▶ _GOAL OF THE EXERCISE_
Repeat all the material exactly; pictures stay out of your copy.

........

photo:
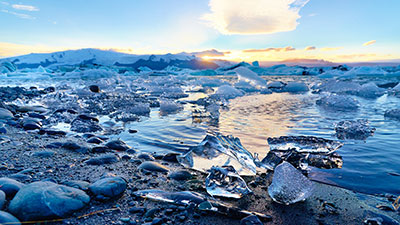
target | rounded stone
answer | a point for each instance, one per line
(46, 200)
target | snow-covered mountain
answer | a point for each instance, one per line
(109, 58)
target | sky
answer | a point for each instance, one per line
(264, 30)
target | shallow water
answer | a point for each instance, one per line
(369, 166)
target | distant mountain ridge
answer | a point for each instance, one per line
(110, 58)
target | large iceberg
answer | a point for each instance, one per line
(219, 150)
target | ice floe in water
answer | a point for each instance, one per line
(219, 151)
(354, 129)
(338, 102)
(225, 182)
(303, 144)
(227, 92)
(289, 185)
(245, 74)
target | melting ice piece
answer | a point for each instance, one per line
(338, 102)
(354, 129)
(289, 185)
(245, 74)
(193, 198)
(219, 151)
(226, 182)
(180, 198)
(303, 144)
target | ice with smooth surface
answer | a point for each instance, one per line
(245, 74)
(354, 129)
(219, 150)
(289, 185)
(228, 92)
(225, 182)
(338, 102)
(303, 144)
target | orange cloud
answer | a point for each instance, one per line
(285, 49)
(369, 43)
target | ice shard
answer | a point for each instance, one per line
(225, 182)
(303, 144)
(354, 129)
(289, 185)
(219, 150)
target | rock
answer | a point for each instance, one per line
(5, 114)
(7, 218)
(118, 145)
(146, 157)
(108, 188)
(153, 167)
(289, 185)
(180, 175)
(104, 159)
(251, 220)
(79, 184)
(10, 187)
(46, 200)
(94, 88)
(95, 140)
(2, 199)
(43, 154)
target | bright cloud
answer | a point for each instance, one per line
(309, 48)
(25, 7)
(20, 15)
(369, 43)
(254, 16)
(285, 49)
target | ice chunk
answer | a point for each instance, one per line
(354, 129)
(370, 90)
(226, 182)
(219, 151)
(227, 92)
(169, 107)
(289, 185)
(303, 144)
(245, 74)
(393, 113)
(295, 87)
(338, 102)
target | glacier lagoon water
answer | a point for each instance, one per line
(370, 166)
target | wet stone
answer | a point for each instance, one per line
(251, 220)
(7, 218)
(45, 200)
(180, 175)
(10, 187)
(104, 159)
(118, 145)
(107, 188)
(289, 185)
(153, 167)
(2, 199)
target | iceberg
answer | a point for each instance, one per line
(245, 74)
(289, 185)
(354, 129)
(338, 102)
(219, 151)
(225, 182)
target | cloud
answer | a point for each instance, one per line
(309, 48)
(369, 43)
(20, 15)
(25, 7)
(285, 49)
(254, 16)
(327, 49)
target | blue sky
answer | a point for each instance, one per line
(336, 29)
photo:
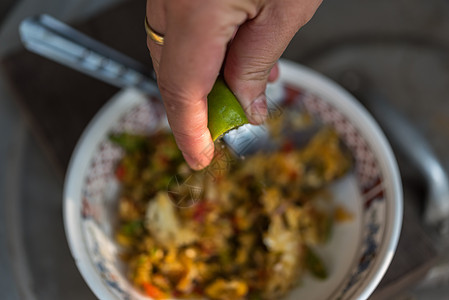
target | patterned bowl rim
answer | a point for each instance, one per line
(290, 72)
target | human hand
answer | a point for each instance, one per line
(246, 37)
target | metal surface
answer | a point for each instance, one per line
(57, 41)
(402, 44)
(409, 143)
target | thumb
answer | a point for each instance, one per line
(253, 52)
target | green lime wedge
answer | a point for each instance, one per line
(224, 110)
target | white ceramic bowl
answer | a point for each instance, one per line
(358, 253)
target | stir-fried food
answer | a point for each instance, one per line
(248, 230)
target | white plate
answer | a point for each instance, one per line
(358, 253)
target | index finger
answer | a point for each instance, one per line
(193, 52)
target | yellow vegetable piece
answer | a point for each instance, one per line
(224, 110)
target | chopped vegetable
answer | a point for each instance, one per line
(249, 226)
(314, 264)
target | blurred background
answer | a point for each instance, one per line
(400, 46)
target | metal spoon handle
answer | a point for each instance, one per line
(57, 41)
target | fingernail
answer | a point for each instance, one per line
(258, 110)
(192, 162)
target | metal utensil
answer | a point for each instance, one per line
(57, 41)
(406, 139)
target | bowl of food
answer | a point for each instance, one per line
(318, 216)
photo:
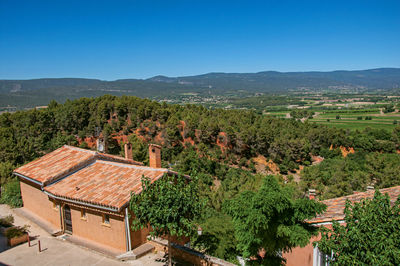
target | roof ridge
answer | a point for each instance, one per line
(80, 149)
(143, 167)
(361, 193)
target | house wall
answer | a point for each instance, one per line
(305, 255)
(137, 237)
(93, 228)
(39, 203)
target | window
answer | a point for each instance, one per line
(106, 219)
(320, 258)
(83, 215)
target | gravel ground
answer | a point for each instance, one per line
(57, 252)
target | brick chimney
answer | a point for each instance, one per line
(155, 156)
(311, 193)
(101, 145)
(128, 151)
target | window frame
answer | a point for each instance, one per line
(83, 215)
(106, 221)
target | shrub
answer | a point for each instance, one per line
(7, 221)
(11, 194)
(16, 231)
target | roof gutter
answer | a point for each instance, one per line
(29, 179)
(82, 203)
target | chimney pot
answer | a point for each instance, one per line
(311, 194)
(101, 145)
(155, 156)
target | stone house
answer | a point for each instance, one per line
(310, 255)
(86, 193)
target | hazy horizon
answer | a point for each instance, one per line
(132, 39)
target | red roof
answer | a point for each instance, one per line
(104, 183)
(335, 207)
(63, 161)
(85, 176)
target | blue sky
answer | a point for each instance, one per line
(139, 39)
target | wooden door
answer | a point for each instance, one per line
(67, 219)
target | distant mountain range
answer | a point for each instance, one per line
(40, 91)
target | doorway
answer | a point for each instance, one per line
(67, 219)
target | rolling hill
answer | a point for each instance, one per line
(30, 93)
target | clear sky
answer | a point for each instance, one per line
(139, 39)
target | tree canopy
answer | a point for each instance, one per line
(271, 220)
(370, 236)
(170, 206)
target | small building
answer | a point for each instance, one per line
(86, 193)
(310, 255)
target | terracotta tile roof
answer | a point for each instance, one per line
(63, 161)
(104, 183)
(335, 207)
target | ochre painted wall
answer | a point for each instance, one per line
(138, 237)
(303, 256)
(93, 229)
(39, 203)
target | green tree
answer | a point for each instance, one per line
(169, 206)
(371, 235)
(272, 220)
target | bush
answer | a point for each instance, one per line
(16, 231)
(7, 221)
(11, 194)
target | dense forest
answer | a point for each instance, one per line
(222, 148)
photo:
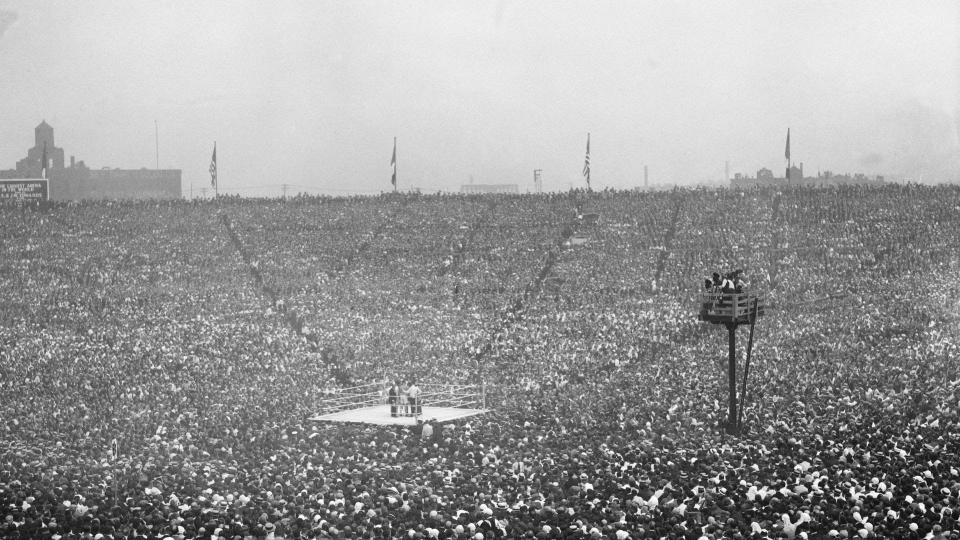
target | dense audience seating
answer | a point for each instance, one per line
(159, 361)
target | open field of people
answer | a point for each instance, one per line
(159, 363)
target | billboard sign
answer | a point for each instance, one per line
(25, 189)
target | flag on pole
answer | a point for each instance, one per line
(43, 161)
(786, 154)
(213, 167)
(393, 162)
(586, 163)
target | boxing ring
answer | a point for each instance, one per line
(368, 404)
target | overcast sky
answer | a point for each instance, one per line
(312, 93)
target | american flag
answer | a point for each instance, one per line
(393, 162)
(213, 167)
(586, 162)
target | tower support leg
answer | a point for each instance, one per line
(732, 416)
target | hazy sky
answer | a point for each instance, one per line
(312, 93)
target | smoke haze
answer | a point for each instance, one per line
(312, 93)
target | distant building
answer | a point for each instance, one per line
(489, 188)
(765, 177)
(77, 181)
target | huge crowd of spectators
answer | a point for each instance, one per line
(159, 362)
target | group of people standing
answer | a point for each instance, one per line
(404, 399)
(730, 283)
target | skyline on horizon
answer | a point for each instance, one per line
(312, 94)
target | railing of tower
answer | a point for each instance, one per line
(740, 308)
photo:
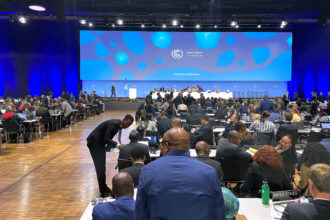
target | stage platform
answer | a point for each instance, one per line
(122, 105)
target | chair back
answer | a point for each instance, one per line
(264, 138)
(123, 163)
(10, 126)
(234, 169)
(208, 138)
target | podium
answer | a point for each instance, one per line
(132, 93)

........

▶ _SOLUTION_
photo:
target | rounded stone
answer | a point for each instance, one per line
(46, 200)
target | snow-covered mountain
answer | a point for each instance, one per line
(109, 58)
target | sky
answer | a point for each instance, one per line
(264, 30)
target | shallow water
answer | a point for each instance, one per line
(369, 166)
target | distant mountain ridge
answer | a point for each instance, one per line
(110, 58)
target | large iceberg
answer | a point for each instance, one per line
(219, 150)
target | ice floe in water
answer | a point for each instance, one per line
(219, 151)
(354, 129)
(338, 102)
(225, 182)
(303, 144)
(227, 92)
(289, 185)
(245, 74)
target | melting ice piece
answer | a point for each instance, one per line
(338, 102)
(354, 129)
(289, 185)
(245, 74)
(193, 198)
(219, 151)
(226, 182)
(180, 198)
(303, 144)
target | ice with smooth surface
answer | a point for each instance, one per line
(245, 74)
(354, 129)
(219, 150)
(289, 185)
(228, 92)
(225, 182)
(338, 102)
(303, 144)
target | orange cloud
answer | a point for each instance, one per line
(285, 49)
(369, 43)
target | ice shard
answer | a point for each instance, one per line
(225, 182)
(303, 144)
(354, 129)
(289, 185)
(219, 150)
target | rock
answer | a point for each instance, one per line
(5, 114)
(7, 218)
(118, 145)
(146, 157)
(108, 188)
(153, 167)
(289, 185)
(180, 175)
(104, 159)
(251, 220)
(79, 184)
(10, 187)
(46, 200)
(94, 88)
(95, 140)
(2, 199)
(43, 154)
target | bright cloud
answer | a point for each instance, one per line
(309, 48)
(25, 7)
(20, 15)
(369, 43)
(254, 16)
(285, 49)
target | ice chunk
answer | a point for each instance, one per line
(354, 129)
(370, 90)
(226, 182)
(219, 151)
(227, 92)
(169, 107)
(289, 185)
(303, 144)
(245, 74)
(393, 113)
(295, 87)
(338, 102)
target | glacier lagoon water
answer | a point for each instance, one per line
(370, 166)
target | wet stone
answer | a point for each instance, one per line
(251, 220)
(7, 218)
(45, 200)
(180, 175)
(10, 187)
(104, 159)
(118, 145)
(107, 188)
(289, 185)
(153, 167)
(2, 199)
target | iceberg
answer | a point for each instance, one per line
(245, 74)
(289, 185)
(354, 129)
(338, 102)
(219, 151)
(225, 182)
target | cloud
answer | a point for each instance, one per line
(309, 48)
(369, 43)
(20, 15)
(25, 7)
(285, 49)
(254, 16)
(327, 49)
target | blue sky
answer | a point for each instance, one per line
(336, 29)
photo:
target | patterned bowl rim
answer | a point for each instance, one per line
(290, 72)
target | human hand
answer | a point for each instance, one per line
(246, 37)
target | metal surface
answer | a point for each instance, one per line
(57, 41)
(402, 44)
(409, 143)
target | thumb
answer | a point for each instance, one per line
(253, 52)
target | green lime wedge
answer | a point for each instance, one per line
(224, 110)
target | white ceramic bowl
answer | a point for each instance, one per line
(358, 253)
target | stir-fried food
answer | a point for each instance, one per line
(248, 230)
target | white plate
answer | a point for each instance, one per line
(358, 253)
target | index finger
answer | a point for each instance, one per line
(193, 52)
target | yellow vegetable piece
answer | a point for each instance, one per line
(224, 110)
target | chopped vegetable
answer | a point for each instance, one per line
(249, 226)
(314, 264)
target | blurred background
answer | a point for each instance, one per line
(400, 46)
target | metal spoon handle
answer | a point for each instance, one per line
(57, 41)
target | fingernail
answer | a point for each instance, one per line
(258, 110)
(192, 162)
target | metal utensil
answer | a point for each instance, one per line
(57, 41)
(406, 139)
target | bowl of food
answer | a point for each instance, one per line
(318, 216)
photo:
target | roof ridge
answer | a point for each instance, one per line
(80, 149)
(143, 167)
(361, 193)
target | house wall
answer | a point for each instance, one per line
(305, 255)
(137, 237)
(93, 228)
(39, 203)
target | window
answer | a point for each instance, one per line
(106, 219)
(320, 258)
(83, 215)
target | gravel ground
answer | a point for each instance, one per line
(57, 252)
target | brick chimney
answer | a point for each instance, one per line
(155, 156)
(311, 193)
(101, 145)
(128, 151)
target | window frame
answer | a point for each instance, one per line
(83, 215)
(106, 221)
target | shrub
answer | a point for each instance, one per line
(7, 221)
(11, 194)
(16, 231)
target | roof gutter
answer | a point for each instance, one per line
(29, 179)
(82, 203)
target | chimney pot
answer | a point for each instance, one per line
(311, 194)
(101, 145)
(155, 156)
target | stone house
answer | a point for each instance, one per line
(310, 255)
(86, 193)
target | hazy horizon
answer | a point for each instance, one per line
(132, 39)
target | red roof
answer | a point for each instance, one per line
(104, 183)
(335, 207)
(63, 161)
(85, 176)
target | blue sky
answer | a point for each instance, one per line
(139, 39)
target | wooden door
answer | a point for each instance, one per line
(67, 219)
target | distant mountain range
answer | a point for each instance, one per line
(40, 91)
target | doorway
answer | a point for each instance, one per line
(67, 219)
target | rolling hill
answer | a point for each instance, one per line
(30, 93)
target | clear sky
answer | a point for each instance, one per line
(139, 39)
target | tree canopy
answer | a point for each instance, one per line
(271, 220)
(370, 236)
(170, 206)
target | small building
answer | a point for each instance, one per line
(86, 193)
(310, 255)
target | terracotta tile roof
answer | a point for each instance, one per line
(63, 161)
(104, 183)
(335, 207)
target | ochre painted wall
answer | a point for each instance, one per line
(138, 237)
(303, 256)
(93, 229)
(39, 203)
target | green tree
answer | a point for each instance, one per line
(169, 206)
(371, 235)
(272, 220)
target | bush
answer | a point for each instance, one per line
(16, 231)
(7, 221)
(11, 194)
target | dense forest
answer | a point for each instance, one per line
(222, 148)
photo:
target | dense audience seating
answer | a point for each instance, one per line
(159, 361)
target | open field of people
answer | a point for each instance, one per line
(159, 363)
target | billboard sign
answer | a point for each instance, one per line
(25, 189)
target | flag on pole
answer | a point for each instance, one per line
(43, 161)
(786, 154)
(213, 167)
(393, 162)
(586, 163)
target | boxing ring
answer | a point for each instance, one per line
(368, 404)
target | overcast sky
answer | a point for each instance, one per line
(312, 93)
target | american flag
answer | a point for each instance, one per line
(393, 162)
(213, 167)
(586, 162)
target | tower support leg
answer | a point for each instance, one per line
(732, 416)
target | hazy sky
answer | a point for each instance, one per line
(312, 93)
target | smoke haze
answer | a point for each instance, one per line
(312, 93)
target | distant building
answer | a point for each instance, one per line
(489, 188)
(765, 177)
(77, 181)
target | huge crowd of spectators
answer | a point for each instance, one per line
(159, 362)
target | group of people standing
answer | a point for each instance, one per line
(404, 399)
(730, 283)
target | skyline on horizon
answer | a point for each instance, one per line
(312, 94)
target | railing of tower
answer | a point for each instance, one per line
(740, 308)
photo:
target | stage platform
answer | a point for each instance, one per line
(122, 105)
target | chair back
answer | a point for each instance, one per line
(264, 138)
(123, 163)
(10, 126)
(234, 169)
(208, 138)
target | podium
answer | a point for each instance, one per line
(132, 93)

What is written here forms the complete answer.